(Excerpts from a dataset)
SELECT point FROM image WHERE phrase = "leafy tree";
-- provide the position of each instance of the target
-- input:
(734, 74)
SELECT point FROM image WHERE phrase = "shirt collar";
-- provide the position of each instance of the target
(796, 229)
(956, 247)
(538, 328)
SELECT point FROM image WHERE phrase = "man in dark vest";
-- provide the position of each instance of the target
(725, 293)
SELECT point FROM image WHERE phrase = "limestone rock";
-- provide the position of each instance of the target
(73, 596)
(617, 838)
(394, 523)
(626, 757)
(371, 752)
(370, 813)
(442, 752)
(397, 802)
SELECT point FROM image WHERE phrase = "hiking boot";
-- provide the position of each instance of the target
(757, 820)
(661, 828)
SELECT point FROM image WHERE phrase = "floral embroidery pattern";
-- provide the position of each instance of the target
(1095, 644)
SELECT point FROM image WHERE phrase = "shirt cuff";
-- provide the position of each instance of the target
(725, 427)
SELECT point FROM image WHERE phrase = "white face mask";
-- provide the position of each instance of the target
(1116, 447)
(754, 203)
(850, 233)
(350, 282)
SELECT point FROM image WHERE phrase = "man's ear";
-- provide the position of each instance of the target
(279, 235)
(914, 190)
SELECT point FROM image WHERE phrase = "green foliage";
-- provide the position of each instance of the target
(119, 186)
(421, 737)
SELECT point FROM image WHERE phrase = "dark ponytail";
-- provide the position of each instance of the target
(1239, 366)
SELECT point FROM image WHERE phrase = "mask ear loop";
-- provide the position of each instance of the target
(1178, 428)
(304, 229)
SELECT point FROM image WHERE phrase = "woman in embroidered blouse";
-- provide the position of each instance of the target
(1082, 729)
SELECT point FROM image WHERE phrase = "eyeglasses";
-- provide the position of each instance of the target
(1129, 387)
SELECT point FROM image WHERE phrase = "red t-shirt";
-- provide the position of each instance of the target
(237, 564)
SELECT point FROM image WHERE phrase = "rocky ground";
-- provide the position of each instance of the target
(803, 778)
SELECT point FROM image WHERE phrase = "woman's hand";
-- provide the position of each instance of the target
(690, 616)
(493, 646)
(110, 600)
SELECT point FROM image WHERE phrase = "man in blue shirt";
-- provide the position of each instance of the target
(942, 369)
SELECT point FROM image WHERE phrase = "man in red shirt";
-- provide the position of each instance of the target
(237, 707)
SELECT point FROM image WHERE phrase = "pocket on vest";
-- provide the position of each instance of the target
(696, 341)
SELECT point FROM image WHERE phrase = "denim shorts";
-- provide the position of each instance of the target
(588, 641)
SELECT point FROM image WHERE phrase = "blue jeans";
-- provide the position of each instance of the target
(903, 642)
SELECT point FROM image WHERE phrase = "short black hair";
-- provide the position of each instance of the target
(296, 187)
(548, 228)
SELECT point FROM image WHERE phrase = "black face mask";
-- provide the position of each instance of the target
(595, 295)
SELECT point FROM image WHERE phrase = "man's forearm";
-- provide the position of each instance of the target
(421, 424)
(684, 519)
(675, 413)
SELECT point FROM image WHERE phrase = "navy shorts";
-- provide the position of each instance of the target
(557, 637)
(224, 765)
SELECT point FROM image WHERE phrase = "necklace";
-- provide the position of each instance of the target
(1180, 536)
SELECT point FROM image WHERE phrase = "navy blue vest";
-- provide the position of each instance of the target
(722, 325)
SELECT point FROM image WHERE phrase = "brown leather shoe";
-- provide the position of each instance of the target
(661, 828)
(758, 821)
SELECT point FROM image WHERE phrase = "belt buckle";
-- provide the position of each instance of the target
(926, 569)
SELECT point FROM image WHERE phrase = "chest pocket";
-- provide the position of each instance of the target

Your objective: Lines above that include the string "vest" need to be copied.

Reply to the task:
SELECT point FROM image WHERE phrase = "man in dark vest";
SELECT point FROM image WHERE phrase = "pocket on vest";
SELECT point FROM image WHERE phrase = "navy blue vest";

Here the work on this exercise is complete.